━━━━━ GIVEN RECORDS ━━━━━
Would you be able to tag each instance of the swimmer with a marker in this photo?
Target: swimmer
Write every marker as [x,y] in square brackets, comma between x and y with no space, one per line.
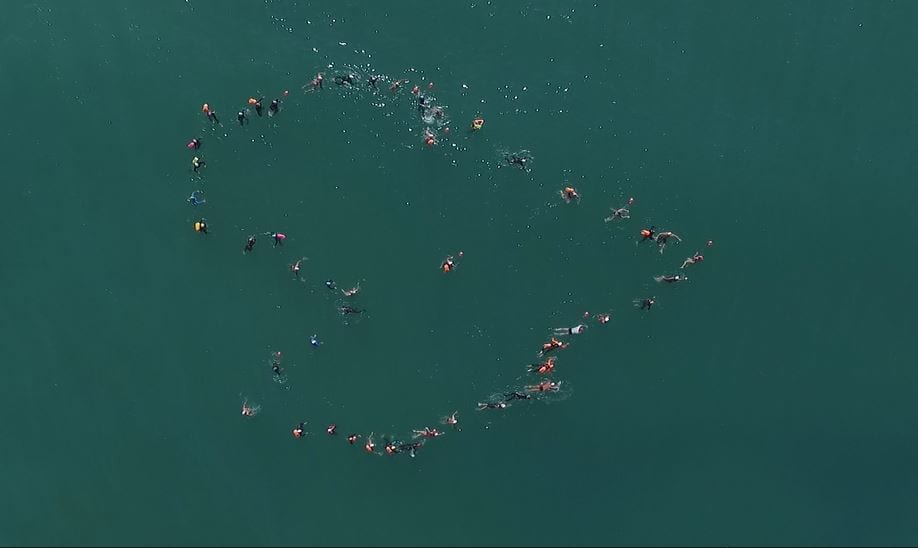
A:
[427,432]
[450,420]
[295,267]
[663,237]
[197,198]
[279,237]
[316,82]
[298,431]
[569,193]
[249,244]
[552,345]
[670,278]
[620,213]
[211,114]
[545,386]
[249,410]
[346,79]
[545,367]
[517,160]
[369,446]
[352,291]
[576,330]
[696,258]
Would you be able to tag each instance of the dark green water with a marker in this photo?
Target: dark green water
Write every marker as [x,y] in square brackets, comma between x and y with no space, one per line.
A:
[769,400]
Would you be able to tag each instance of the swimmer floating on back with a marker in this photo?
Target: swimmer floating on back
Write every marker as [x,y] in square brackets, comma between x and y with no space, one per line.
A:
[696,258]
[576,330]
[552,345]
[197,198]
[569,194]
[672,278]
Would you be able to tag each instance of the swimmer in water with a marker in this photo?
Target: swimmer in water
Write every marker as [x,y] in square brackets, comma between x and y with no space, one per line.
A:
[696,258]
[576,330]
[249,244]
[569,194]
[369,446]
[352,291]
[673,278]
[545,367]
[249,410]
[450,420]
[299,430]
[663,237]
[427,432]
[279,237]
[348,79]
[197,198]
[518,161]
[552,345]
[295,267]
[545,386]
[620,213]
[211,114]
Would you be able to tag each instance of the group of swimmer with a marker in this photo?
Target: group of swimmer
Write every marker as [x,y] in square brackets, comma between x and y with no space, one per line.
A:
[545,367]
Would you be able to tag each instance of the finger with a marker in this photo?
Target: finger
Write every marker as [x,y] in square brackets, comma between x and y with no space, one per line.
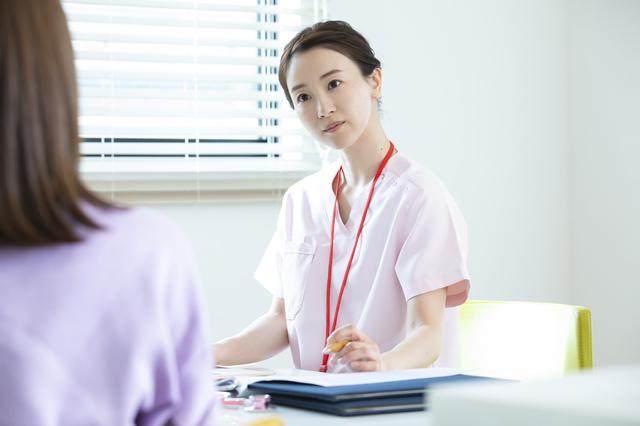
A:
[365,366]
[360,351]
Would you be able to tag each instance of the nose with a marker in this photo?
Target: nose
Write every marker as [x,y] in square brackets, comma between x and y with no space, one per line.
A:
[325,107]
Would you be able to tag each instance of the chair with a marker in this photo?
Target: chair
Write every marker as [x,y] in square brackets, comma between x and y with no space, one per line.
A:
[525,340]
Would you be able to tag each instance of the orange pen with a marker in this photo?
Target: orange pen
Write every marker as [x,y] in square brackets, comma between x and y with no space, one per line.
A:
[335,347]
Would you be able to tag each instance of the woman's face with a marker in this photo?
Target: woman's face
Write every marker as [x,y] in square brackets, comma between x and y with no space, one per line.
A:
[334,102]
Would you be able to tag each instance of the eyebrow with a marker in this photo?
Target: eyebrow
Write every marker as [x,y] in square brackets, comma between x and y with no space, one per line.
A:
[323,76]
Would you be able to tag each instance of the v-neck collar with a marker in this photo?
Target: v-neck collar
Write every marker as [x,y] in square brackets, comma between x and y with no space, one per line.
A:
[329,198]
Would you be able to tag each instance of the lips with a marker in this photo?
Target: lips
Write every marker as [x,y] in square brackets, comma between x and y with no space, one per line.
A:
[333,127]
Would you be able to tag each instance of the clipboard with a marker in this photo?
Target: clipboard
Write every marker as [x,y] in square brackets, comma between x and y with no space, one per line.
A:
[354,400]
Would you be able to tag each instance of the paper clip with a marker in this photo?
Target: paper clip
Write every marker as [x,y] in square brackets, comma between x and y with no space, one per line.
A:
[259,403]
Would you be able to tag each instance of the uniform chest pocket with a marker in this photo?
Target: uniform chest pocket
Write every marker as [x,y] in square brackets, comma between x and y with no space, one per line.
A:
[296,264]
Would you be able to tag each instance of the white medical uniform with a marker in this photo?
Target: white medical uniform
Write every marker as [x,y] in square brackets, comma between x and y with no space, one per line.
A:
[414,241]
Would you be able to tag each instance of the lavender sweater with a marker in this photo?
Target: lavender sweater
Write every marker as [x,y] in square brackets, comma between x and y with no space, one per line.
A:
[108,331]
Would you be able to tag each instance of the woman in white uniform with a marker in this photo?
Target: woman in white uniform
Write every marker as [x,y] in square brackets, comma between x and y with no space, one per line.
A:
[371,250]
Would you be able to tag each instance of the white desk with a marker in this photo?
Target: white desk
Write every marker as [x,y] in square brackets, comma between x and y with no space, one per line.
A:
[608,396]
[296,417]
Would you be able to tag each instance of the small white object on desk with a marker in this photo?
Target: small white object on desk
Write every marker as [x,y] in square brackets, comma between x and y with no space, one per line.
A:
[604,397]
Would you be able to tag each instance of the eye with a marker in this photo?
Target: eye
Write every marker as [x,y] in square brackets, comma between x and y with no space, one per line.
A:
[302,97]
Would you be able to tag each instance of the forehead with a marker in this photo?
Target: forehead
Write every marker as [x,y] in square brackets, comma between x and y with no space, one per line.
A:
[307,67]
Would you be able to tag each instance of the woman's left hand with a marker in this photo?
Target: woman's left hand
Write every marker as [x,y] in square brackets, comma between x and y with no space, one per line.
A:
[360,354]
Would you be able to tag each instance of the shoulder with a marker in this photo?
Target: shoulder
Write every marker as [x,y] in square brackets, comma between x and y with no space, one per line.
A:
[312,183]
[423,182]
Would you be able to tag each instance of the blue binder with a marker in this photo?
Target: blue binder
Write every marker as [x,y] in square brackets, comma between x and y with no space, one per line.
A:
[355,400]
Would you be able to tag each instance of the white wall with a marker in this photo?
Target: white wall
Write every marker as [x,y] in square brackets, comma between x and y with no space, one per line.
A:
[478,92]
[604,94]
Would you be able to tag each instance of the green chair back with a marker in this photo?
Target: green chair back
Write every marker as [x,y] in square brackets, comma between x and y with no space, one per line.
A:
[524,340]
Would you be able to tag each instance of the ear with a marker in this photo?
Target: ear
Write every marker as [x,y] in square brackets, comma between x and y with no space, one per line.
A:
[376,83]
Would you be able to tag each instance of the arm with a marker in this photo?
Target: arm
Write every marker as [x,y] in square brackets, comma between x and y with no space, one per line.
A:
[420,348]
[265,337]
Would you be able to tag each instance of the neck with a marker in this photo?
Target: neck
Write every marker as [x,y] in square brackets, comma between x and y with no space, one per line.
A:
[360,161]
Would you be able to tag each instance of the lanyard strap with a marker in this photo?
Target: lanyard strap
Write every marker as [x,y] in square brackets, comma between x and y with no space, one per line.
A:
[330,329]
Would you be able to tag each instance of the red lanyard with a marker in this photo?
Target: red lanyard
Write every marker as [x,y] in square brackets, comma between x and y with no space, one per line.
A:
[330,329]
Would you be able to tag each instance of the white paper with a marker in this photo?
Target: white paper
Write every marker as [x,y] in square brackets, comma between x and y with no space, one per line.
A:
[223,372]
[343,379]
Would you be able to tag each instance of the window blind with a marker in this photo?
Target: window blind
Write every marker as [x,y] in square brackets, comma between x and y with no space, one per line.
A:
[179,99]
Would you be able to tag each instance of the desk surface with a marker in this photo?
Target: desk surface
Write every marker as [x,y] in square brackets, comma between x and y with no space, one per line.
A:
[295,417]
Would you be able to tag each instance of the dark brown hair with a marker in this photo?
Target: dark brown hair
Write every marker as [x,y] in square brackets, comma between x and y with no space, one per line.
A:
[40,189]
[334,35]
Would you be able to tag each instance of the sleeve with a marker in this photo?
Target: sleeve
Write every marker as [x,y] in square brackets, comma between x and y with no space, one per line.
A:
[269,272]
[434,252]
[184,387]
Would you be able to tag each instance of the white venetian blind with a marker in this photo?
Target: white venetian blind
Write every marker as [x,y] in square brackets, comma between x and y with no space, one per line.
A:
[181,97]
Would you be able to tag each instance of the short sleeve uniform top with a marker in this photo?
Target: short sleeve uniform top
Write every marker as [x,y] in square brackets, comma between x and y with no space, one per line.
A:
[414,241]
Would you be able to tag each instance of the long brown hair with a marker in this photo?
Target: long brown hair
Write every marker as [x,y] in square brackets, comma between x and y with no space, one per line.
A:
[40,189]
[334,35]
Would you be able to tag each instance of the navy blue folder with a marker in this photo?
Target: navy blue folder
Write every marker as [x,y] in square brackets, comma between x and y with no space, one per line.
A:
[354,400]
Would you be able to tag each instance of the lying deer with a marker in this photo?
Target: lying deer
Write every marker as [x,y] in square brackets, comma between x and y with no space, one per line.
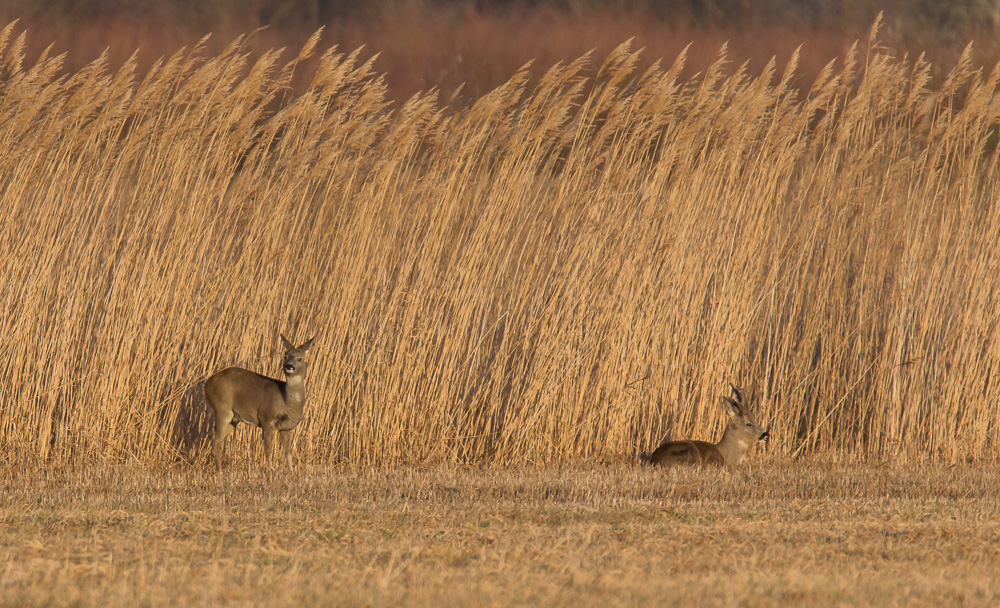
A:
[742,431]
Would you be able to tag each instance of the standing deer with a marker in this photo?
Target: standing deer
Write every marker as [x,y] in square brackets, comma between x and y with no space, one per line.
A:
[238,395]
[742,431]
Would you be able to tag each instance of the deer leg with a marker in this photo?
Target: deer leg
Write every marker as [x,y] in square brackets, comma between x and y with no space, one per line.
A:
[224,424]
[268,436]
[286,445]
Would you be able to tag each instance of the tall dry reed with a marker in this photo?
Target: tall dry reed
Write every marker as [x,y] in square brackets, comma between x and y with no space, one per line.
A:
[570,268]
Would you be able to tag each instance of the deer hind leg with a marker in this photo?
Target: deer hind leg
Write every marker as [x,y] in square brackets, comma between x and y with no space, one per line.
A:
[224,424]
[268,432]
[286,445]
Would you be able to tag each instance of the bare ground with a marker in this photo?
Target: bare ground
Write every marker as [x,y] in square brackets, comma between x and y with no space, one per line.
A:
[782,533]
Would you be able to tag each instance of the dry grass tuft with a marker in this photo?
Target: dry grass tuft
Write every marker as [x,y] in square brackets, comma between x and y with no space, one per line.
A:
[564,270]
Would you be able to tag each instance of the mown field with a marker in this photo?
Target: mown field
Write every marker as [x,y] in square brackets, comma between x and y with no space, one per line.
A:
[774,533]
[512,294]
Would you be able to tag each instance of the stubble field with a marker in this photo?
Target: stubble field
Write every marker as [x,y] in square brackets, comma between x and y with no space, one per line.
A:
[506,292]
[774,533]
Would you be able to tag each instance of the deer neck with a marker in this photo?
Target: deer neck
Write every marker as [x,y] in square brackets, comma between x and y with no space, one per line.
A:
[295,391]
[732,447]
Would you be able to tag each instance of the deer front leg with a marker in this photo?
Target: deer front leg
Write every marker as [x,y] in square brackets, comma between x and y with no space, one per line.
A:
[286,445]
[268,436]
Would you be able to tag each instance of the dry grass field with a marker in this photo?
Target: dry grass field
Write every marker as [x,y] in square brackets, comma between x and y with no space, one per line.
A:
[570,268]
[775,533]
[512,294]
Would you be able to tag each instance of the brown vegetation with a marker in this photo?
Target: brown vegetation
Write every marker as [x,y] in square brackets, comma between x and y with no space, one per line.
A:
[567,269]
[770,535]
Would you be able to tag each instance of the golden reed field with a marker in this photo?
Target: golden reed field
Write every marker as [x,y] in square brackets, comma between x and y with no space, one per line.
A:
[512,295]
[568,269]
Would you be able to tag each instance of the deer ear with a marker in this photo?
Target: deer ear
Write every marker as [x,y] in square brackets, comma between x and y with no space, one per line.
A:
━━━━━
= WORK TO DO =
Repeat exactly the lines above from the line that contains "grass field with a marker in this photo?" through the end. Include both of these ends; leave out everything else.

= ANSWER BELOW =
Would you be able to tag each instance of the dry grass field with a marker in this photo?
Target: dry grass field
Write every marker as [x,y] in square brackets, comma between x and y with no space, one per line.
A:
[570,268]
[775,533]
[512,294]
Would you be able to tag each instance of the brown vegetation with a marker in this photo?
Target: brown vegetation
Write every marker as [x,y] in square brackets, comma between x and y with no space, one per line.
A:
[567,269]
[770,535]
Would you be able to tag each instance of the golden reed field with a marker in this photo?
Target: golden reed field
Write every marker as [x,y] in square brackets, comma between x and y with no space, one per line.
A:
[512,295]
[568,269]
Would you be able to tag each instance of the deer ear with a marker in this photo?
Target: deer ear
Write every marker as [x,y] in square brackets, comma between x and y with no space, one per line.
A:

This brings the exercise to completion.